- _Set tasks_:
1. Duplicate the passage from "The US strategy" up to and including "the US administration." in the excerpt on US plans against the Taliban.
2. Can you condense the paragraph beginning "Diplomatic documents seen by the Guardian" in the excerpt on US plans against the Taliban into a shorter version that keeps its main facts?
3. In the excerpt on US plans against the Taliban, how old is Afghanistan's exiled monarch?

- _Excerpt to read_:
* * *
The US strategy to depose the Taliban regime is based on more than
military thinking. A further plank appears to entail supporting the
campaign of the exiled 86-year-old monarch of Afghanistan, King Zahir
Shah, to return to power by encouraging the guerrilla army of the
Northern Alliance opposition to fall in behind him.
Diplomatic documents seen by the Guardian show that Washington is
funding and organising the travel of several Northern Alliance figures
to Rome to confer with the exiled monarch who is expected to call for
a revolution.
"The king plans to call on all the Afghan tribes to rise up against
the Taliban," the diplomatic cable reported yesterday, citing the
advice of the US administration.
US plans to overthrow the Taliban regime were revealed when a senior
European politician in Washington this week was told by the US
administration that it wanted to hear his country's views on how
Afghanistan should be run after the Taliban were defeated and that
"closer consultations" were necessary.
* * *
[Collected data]

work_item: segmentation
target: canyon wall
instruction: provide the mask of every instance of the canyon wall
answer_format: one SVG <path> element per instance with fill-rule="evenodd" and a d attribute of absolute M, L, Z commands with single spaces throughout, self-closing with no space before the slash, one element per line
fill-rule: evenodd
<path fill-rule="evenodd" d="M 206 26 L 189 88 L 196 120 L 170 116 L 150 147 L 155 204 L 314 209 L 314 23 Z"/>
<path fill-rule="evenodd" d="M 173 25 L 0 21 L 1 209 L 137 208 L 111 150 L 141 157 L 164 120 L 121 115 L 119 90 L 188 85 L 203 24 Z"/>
* * *
- _Final results_:
1.
The US strategy to depose the Taliban regime is based on more than
military thinking. A further plank appears to entail supporting the
campaign of the exiled 86-year-old monarch of Afghanistan, King Zahir
Shah, to return to power by encouraging the guerrilla army of the
Northern Alliance opposition to fall in behind him.
Diplomatic documents seen by the Guardian show that Washington is
funding and organising the travel of several Northern Alliance figures
to Rome to confer with the exiled monarch who is expected to call for
a revolution.
"The king plans to call on all the Afghan tribes to rise up against
the Taliban," the diplomatic cable reported yesterday, citing the
advice of the US administration.

2. According to diplomatic documents seen by the Guardian, Washington is paying for and arranging trips to Rome for several Northern Alliance figures. They will meet the exiled monarch, who is expected to call for a revolution.

3. He is 86 years old.